>> begin DATA

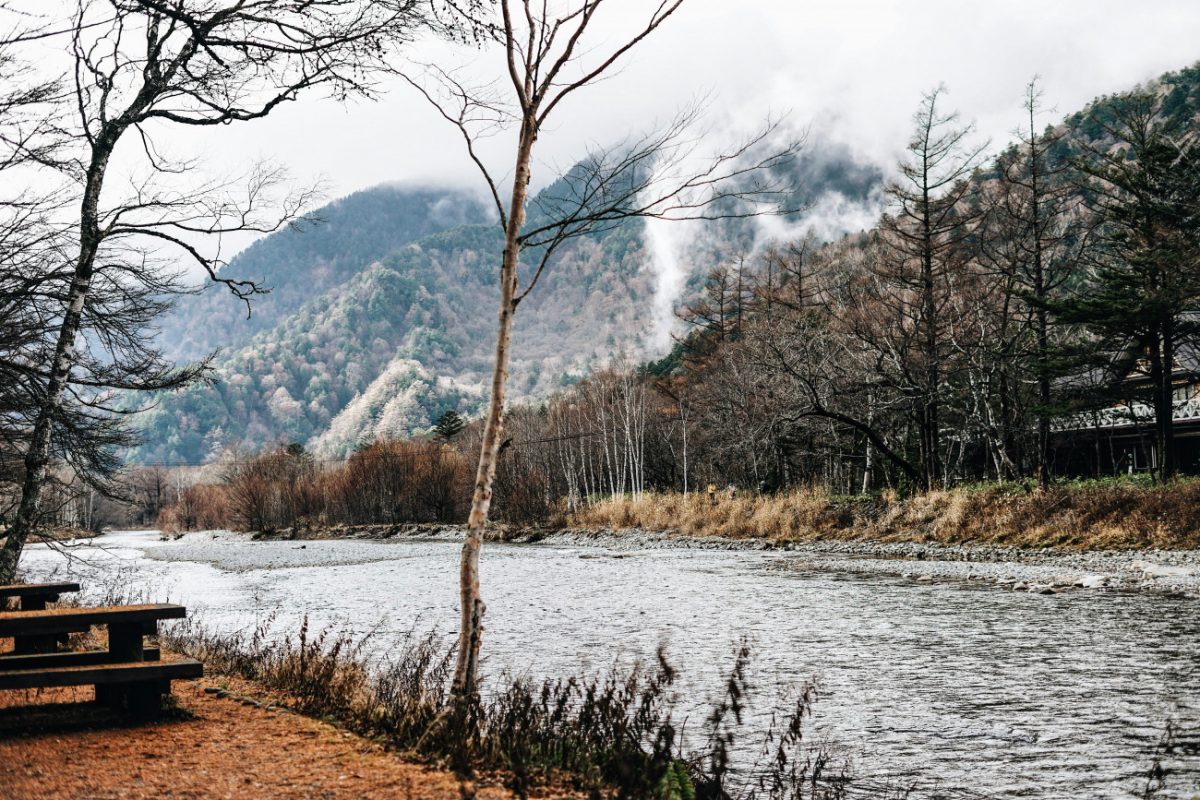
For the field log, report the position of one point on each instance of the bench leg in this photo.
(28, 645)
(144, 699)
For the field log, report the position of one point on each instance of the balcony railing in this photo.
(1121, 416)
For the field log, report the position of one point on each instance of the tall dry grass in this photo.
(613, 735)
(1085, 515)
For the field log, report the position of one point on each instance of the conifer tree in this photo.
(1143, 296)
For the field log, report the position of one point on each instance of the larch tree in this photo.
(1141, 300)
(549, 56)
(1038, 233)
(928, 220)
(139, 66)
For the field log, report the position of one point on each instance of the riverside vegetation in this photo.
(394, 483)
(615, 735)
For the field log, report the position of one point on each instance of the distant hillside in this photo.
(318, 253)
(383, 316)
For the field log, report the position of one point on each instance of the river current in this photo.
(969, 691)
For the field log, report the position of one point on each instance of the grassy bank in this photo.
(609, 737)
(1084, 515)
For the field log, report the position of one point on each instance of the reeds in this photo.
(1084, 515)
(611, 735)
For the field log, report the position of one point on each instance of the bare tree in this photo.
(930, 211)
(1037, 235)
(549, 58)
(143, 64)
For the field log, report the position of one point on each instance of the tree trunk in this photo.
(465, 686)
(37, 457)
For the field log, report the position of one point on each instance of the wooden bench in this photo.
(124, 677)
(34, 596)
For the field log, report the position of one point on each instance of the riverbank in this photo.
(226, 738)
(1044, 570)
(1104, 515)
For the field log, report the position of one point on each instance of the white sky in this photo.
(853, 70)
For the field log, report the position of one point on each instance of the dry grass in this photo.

>> end DATA

SHORT PROBLEM = Reproduce the records, beginning at the line that contains "railing in this photo." and stopping after the line that contains "(1085, 515)". Keep each request line unchanged, and increase every coordinate in the answers by 94.

RESPONSE TO THE TASK =
For the field log, report the position of one point on each instance of the balcony railing in this photo.
(1215, 510)
For the field log, report the position of one point on each instance of the tall dry grass in this photo.
(707, 829)
(1179, 609)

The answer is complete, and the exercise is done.